[Data listing]
++++++++
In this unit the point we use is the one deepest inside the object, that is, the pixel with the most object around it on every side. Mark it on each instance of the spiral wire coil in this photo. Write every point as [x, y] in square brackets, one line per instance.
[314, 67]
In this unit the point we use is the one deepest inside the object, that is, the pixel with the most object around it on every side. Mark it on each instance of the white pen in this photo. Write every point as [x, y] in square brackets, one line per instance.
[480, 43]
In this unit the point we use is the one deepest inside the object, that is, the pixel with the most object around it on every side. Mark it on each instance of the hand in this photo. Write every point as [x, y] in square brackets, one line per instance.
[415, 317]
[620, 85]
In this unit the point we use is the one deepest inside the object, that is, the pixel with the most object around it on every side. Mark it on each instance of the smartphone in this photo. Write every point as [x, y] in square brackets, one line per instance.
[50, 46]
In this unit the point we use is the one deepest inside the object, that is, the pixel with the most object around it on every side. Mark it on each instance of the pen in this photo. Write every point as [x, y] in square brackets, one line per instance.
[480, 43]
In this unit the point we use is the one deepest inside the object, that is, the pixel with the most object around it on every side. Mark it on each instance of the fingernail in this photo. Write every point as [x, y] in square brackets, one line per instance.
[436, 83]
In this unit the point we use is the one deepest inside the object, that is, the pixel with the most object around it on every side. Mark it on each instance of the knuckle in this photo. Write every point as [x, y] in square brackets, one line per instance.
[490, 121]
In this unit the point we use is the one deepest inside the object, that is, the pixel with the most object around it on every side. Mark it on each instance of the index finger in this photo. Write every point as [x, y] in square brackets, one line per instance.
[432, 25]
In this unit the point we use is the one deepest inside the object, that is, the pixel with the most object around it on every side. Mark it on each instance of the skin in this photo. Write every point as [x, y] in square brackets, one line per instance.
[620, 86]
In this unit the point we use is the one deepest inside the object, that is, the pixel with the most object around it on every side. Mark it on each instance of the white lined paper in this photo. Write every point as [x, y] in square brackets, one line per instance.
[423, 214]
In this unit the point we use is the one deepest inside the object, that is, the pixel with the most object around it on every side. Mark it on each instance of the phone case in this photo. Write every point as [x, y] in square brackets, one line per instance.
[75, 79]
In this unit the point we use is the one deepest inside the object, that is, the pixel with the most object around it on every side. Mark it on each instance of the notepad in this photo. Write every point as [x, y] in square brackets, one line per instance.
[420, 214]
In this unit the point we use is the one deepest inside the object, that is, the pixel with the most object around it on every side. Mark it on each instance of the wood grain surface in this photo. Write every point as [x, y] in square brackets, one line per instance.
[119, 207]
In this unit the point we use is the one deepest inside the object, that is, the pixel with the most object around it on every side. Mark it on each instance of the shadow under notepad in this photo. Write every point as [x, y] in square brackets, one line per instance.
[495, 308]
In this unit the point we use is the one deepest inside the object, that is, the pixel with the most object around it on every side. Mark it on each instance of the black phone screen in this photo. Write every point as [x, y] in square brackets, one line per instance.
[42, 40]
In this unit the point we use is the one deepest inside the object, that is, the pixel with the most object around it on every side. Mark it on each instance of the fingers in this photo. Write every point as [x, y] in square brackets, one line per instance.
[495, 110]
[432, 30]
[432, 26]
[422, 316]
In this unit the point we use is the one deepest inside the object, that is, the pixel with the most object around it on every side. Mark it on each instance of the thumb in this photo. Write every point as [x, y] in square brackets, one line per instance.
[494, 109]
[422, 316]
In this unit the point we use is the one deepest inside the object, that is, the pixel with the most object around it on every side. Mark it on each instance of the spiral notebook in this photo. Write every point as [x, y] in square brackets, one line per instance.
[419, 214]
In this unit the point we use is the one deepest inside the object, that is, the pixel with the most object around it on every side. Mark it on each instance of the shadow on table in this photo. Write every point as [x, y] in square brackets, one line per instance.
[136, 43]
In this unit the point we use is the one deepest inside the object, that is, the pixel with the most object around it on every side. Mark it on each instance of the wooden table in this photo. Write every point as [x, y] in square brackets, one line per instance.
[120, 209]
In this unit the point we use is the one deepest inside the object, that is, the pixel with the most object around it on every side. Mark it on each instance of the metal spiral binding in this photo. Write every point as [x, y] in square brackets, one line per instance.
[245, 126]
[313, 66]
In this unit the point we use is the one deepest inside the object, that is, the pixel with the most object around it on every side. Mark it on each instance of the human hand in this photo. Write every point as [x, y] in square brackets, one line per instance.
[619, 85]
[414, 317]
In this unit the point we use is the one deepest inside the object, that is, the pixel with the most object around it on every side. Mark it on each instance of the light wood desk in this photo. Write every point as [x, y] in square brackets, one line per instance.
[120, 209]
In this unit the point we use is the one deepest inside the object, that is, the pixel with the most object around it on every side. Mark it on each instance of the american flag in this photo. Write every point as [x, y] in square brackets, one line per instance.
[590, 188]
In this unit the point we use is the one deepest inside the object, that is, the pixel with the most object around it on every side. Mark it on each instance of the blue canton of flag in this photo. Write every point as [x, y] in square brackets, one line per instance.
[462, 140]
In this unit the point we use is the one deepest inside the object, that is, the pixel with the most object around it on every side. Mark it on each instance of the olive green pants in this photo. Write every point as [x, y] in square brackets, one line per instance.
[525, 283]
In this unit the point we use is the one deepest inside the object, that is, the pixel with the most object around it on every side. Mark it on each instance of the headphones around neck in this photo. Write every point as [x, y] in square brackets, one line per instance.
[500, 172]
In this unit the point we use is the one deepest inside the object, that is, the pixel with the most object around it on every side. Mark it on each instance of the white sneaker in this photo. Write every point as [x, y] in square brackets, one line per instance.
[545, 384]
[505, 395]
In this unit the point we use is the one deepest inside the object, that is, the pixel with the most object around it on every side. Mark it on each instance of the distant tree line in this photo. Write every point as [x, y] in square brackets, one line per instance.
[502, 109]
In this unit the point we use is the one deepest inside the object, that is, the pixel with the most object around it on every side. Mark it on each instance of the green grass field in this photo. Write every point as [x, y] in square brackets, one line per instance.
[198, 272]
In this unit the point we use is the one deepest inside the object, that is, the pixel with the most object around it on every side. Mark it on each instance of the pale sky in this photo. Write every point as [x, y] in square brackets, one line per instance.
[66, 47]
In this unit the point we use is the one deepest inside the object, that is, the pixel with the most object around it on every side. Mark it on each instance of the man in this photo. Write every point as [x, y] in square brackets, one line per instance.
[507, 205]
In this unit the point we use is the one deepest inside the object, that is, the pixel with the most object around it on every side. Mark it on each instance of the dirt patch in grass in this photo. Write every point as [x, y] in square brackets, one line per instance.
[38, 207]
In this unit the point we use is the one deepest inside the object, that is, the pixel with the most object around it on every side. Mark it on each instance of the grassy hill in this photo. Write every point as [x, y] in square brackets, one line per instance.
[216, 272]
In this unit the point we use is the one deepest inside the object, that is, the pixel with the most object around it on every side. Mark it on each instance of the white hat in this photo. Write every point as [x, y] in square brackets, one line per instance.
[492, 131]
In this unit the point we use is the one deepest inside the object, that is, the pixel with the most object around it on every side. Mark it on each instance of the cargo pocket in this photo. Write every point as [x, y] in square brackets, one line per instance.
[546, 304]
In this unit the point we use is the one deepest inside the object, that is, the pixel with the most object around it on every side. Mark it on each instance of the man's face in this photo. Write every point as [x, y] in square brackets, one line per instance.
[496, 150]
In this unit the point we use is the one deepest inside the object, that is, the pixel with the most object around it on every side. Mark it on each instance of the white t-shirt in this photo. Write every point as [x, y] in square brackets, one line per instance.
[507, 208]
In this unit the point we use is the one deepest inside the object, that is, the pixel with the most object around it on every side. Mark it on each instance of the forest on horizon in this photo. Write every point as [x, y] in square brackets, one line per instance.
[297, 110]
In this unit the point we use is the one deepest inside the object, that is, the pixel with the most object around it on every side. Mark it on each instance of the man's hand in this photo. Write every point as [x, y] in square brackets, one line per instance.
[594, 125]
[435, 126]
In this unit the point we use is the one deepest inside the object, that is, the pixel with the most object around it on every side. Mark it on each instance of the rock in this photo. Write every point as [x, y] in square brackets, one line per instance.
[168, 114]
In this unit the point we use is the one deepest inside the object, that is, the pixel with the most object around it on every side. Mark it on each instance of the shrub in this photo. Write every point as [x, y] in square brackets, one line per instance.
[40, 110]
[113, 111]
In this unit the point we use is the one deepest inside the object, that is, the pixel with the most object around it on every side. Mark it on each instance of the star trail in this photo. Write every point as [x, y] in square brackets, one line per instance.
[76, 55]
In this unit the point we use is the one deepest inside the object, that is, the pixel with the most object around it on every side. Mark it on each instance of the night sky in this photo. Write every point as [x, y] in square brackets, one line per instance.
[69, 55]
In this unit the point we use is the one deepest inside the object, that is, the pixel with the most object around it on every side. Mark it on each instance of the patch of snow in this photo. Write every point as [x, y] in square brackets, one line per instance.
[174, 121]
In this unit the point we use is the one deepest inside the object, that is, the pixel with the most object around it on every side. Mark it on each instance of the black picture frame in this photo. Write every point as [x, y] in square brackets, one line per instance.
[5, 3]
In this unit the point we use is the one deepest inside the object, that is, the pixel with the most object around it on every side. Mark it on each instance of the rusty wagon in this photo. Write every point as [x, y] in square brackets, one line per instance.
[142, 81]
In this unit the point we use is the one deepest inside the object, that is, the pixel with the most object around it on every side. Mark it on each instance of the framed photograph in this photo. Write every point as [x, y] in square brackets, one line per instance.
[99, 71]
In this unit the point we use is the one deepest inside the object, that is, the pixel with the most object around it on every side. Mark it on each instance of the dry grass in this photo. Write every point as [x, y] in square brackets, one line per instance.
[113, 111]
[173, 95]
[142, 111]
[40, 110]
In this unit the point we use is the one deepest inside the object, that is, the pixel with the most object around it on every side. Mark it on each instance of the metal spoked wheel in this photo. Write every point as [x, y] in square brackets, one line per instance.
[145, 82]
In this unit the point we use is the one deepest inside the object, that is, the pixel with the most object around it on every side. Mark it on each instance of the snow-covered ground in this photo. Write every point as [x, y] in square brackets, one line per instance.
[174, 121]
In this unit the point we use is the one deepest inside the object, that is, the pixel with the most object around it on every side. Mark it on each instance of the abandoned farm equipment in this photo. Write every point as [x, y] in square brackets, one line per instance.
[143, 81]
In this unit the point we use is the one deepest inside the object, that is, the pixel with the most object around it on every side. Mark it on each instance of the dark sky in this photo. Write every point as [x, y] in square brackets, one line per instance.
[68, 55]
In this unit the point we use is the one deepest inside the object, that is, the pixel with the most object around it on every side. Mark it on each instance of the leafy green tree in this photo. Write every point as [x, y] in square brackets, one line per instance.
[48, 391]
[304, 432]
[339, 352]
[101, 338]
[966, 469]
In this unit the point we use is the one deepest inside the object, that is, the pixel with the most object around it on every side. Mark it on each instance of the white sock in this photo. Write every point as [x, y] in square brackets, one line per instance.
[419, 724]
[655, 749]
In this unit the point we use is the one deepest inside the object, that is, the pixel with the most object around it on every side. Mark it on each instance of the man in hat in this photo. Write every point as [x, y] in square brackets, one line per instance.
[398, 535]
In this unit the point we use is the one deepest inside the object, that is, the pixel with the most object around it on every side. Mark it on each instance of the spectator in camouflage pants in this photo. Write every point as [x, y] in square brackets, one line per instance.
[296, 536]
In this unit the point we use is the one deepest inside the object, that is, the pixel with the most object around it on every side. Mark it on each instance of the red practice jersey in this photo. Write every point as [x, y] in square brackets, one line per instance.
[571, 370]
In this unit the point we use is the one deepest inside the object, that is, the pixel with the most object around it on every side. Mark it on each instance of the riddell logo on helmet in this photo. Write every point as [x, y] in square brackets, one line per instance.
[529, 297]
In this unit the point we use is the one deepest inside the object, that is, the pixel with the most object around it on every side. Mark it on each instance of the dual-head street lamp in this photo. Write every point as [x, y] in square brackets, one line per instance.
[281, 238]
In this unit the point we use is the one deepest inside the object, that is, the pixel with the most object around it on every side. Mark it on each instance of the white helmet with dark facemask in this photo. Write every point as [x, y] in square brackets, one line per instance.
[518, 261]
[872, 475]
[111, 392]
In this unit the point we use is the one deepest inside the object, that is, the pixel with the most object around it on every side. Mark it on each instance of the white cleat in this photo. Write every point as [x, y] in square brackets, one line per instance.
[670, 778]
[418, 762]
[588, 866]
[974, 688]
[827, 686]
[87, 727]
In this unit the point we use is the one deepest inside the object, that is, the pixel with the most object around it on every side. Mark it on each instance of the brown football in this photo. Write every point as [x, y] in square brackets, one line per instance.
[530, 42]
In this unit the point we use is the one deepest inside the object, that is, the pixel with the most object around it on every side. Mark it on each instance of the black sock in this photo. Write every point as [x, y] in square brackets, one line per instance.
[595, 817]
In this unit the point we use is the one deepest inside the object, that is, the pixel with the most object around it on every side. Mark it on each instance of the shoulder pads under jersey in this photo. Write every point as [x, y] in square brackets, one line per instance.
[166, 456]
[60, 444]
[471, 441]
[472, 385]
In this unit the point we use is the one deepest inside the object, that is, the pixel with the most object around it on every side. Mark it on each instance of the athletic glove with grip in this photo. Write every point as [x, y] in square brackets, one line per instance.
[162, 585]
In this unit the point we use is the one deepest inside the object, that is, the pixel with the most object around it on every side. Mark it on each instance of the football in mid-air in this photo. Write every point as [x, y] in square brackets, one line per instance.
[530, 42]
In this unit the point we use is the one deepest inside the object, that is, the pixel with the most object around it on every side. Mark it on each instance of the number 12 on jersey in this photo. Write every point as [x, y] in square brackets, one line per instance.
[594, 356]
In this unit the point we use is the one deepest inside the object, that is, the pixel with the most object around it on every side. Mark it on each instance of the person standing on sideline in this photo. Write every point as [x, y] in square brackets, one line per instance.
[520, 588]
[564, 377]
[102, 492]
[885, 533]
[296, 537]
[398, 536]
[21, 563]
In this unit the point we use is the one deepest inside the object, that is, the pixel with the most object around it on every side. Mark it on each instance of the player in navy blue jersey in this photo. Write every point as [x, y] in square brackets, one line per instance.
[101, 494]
++++++++
*What is expected*: Your task is to output exactly the lines running from the one with "the black sock" through the final line of the material above, with both ends included.

*Answer below*:
In this unit the point we use is the one deepest inside the object, that is, the pixel with the most object around it on every side. Mark it on each instance of the black sock in this photo. Write every point as [x, y] in square brackets, one line per instance.
[595, 817]
In this unit the point we use is the one deepest inside the object, that is, the pixel with the most object around it on every side. Mark it on each instance of the shoulder pads under jersey in this photo. Write every point as [x, y] in square brackets, one line per instance.
[166, 456]
[60, 444]
[471, 441]
[472, 385]
In this unit the point we use is the one deepest inside the object, that is, the pixel with the most object around it on every side. Mark it on each instance of the athletic glove with grip in this photo. Write every point as [x, y] in square brackets, one line per instance.
[162, 585]
In this unit the point we use is the one deepest inside the object, that is, the pixel with the most object around it on every side. Mark it on each instance of the football in mid-air in this photo. Write every point as [x, y] in square brackets, one line per instance.
[530, 42]
In this unit the point we use is the one deepest inside the object, that is, the pixel with the most object around it on every side. Mark it on each instance of the number 12 on jersey in this photo. Write every point as [x, y] in square brackets, one line per instance.
[594, 356]
In this unit the point we use is the one deepest inside the object, that is, the pixel with the most object around it on every side. Mark it on each instance of the person standing on sideline in this photo. Write every point as [x, y] in square brackets, one line per instance.
[520, 588]
[564, 377]
[102, 492]
[885, 533]
[296, 537]
[398, 536]
[21, 563]
In this unit the point we use is the one deepest inside the object, that is, the pixel with the most object around it on every side. Mark it on each instance of the player in navy blue jersey in this photo. Write every point as [x, y] in square brackets, one line per instance.
[101, 494]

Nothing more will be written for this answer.